> Exercise objective
Show all lines of the listing that hold the word "tent".

> Records shown
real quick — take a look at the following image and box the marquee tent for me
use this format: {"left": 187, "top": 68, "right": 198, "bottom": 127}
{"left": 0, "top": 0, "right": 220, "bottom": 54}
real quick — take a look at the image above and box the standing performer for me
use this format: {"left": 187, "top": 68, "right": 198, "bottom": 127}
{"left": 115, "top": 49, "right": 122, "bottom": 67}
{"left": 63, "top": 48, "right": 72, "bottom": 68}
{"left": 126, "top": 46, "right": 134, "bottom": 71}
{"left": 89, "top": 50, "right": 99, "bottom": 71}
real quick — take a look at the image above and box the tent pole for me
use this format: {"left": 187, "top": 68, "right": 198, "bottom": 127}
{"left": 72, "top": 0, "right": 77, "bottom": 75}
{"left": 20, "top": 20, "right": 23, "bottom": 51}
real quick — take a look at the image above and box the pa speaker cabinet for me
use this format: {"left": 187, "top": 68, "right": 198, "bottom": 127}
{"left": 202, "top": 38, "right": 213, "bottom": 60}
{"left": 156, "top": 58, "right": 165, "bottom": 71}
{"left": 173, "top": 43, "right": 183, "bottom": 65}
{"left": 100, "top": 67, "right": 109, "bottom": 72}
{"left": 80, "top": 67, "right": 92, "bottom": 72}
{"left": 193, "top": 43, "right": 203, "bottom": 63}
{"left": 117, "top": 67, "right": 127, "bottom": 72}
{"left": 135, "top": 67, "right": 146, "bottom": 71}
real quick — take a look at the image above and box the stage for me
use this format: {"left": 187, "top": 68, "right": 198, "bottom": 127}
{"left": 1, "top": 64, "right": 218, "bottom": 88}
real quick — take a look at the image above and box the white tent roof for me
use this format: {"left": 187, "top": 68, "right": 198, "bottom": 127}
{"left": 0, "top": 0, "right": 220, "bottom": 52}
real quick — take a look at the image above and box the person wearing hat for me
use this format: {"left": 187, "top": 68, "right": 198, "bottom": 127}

> Reply
real quick — take a look at the following image and box the marquee tent for me
real quick — take a look at the image above and box the tent pole for me
real quick — take a look at the image above and box the white tent roof for me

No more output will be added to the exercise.